Excerpt from a data file:
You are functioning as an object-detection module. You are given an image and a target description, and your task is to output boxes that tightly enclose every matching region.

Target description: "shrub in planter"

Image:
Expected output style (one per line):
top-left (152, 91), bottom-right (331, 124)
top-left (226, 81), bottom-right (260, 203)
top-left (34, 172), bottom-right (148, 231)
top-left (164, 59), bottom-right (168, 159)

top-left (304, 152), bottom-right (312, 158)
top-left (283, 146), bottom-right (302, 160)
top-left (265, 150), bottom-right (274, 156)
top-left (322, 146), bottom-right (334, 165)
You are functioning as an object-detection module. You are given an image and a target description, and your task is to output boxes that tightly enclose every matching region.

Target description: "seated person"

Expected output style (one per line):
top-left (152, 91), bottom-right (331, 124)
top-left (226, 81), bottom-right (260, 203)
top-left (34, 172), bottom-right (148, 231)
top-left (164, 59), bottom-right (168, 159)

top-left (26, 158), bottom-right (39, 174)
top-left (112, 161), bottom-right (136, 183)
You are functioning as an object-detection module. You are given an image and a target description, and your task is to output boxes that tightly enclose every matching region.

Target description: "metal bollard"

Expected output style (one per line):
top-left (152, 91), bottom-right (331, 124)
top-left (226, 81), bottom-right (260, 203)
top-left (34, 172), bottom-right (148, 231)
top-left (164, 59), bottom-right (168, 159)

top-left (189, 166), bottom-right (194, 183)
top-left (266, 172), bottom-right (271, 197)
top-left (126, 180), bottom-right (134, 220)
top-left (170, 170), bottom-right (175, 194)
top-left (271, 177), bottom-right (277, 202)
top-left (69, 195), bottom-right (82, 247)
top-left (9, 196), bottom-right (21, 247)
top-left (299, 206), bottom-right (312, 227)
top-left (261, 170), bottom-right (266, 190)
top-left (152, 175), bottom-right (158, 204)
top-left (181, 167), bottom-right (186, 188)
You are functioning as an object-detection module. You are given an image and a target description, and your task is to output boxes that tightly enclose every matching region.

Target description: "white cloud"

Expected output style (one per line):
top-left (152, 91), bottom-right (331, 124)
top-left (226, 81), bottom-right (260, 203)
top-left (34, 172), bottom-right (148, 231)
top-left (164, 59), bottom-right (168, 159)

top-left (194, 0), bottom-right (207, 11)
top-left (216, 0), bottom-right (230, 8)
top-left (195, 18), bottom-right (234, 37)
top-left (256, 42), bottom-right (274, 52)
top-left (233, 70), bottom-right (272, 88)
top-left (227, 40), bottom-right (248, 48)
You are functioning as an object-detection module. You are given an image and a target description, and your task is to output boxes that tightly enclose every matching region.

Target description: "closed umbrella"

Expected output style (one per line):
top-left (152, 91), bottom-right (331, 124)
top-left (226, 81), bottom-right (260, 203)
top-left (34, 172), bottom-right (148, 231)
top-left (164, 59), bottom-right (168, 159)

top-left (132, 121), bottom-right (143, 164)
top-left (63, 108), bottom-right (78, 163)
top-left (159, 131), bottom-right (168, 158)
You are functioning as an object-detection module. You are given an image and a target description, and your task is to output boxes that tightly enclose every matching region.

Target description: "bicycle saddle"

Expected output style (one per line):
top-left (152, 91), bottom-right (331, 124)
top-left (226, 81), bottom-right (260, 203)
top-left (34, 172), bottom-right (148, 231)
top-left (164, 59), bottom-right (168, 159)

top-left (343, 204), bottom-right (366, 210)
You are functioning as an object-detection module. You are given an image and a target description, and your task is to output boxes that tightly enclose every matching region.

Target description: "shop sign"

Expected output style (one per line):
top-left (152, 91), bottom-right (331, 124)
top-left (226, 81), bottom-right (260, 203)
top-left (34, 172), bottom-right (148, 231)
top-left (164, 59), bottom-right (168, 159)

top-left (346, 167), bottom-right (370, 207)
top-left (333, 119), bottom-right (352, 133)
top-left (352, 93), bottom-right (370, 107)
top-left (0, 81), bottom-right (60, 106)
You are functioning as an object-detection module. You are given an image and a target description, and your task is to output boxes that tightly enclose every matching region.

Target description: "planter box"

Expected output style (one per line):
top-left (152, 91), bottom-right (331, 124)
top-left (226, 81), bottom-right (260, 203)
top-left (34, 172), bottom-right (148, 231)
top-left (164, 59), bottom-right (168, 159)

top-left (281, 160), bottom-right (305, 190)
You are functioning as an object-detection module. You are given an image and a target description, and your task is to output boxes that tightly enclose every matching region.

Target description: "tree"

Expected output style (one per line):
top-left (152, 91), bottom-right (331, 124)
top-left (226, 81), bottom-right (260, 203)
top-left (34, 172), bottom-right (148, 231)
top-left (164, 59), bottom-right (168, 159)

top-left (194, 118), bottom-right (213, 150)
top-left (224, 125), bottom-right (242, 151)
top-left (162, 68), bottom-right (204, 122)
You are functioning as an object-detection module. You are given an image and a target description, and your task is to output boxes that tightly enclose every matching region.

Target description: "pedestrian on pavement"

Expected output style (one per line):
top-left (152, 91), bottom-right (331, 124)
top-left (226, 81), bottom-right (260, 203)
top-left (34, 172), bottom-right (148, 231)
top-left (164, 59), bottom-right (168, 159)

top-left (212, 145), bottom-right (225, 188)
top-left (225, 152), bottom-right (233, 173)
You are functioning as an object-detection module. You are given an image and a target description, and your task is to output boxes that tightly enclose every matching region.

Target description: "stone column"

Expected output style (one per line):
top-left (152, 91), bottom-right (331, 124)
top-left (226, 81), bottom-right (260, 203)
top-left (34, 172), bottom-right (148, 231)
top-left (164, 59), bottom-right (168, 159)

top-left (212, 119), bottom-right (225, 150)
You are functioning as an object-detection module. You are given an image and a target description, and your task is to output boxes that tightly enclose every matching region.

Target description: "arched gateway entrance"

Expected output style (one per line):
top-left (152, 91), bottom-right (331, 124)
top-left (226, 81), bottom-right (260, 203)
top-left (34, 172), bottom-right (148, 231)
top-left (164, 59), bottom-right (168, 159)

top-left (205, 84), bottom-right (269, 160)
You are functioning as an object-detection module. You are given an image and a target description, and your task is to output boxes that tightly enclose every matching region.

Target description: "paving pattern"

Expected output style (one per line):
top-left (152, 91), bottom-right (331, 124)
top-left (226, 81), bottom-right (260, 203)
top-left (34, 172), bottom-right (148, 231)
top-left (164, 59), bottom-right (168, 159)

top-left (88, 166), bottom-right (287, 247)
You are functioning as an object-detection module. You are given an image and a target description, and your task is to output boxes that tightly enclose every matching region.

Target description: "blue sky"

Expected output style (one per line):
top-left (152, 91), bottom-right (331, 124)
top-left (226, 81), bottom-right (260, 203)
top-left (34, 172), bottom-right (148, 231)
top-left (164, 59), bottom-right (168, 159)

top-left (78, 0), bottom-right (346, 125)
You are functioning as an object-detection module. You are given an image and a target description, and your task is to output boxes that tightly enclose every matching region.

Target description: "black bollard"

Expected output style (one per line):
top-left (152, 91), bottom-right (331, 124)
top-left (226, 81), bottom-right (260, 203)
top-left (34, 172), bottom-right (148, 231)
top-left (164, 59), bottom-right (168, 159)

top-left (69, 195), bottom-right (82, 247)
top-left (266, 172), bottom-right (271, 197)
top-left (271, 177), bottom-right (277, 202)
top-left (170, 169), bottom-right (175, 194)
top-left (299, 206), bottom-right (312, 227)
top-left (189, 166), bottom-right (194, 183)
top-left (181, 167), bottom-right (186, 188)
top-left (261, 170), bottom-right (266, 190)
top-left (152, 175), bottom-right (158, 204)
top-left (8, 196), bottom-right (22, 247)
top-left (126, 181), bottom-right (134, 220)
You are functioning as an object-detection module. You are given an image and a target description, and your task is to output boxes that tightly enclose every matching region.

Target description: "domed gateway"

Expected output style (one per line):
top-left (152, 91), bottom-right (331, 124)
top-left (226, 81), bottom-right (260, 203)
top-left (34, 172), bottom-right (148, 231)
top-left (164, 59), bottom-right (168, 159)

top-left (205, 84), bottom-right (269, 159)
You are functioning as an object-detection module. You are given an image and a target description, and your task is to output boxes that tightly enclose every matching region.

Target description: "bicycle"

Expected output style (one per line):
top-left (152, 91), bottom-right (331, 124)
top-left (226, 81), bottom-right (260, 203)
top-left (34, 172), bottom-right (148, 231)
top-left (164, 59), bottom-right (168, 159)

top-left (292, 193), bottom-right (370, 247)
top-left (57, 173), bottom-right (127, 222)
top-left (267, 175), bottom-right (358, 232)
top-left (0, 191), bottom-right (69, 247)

Given exercise>
Return the material above verbatim, from its first line through the line containing "top-left (304, 152), bottom-right (312, 158)", with both of those lines included.

Worked answer>
You are functioning as an object-detection module. You are given an image and a target description, and your task is to output boxes that tightly enclose every matching region.

Target description: "shrub in planter"

Image:
Expected output style (one per line):
top-left (152, 91), bottom-right (331, 124)
top-left (226, 81), bottom-right (260, 203)
top-left (34, 172), bottom-right (148, 231)
top-left (164, 59), bottom-right (168, 159)

top-left (304, 152), bottom-right (312, 158)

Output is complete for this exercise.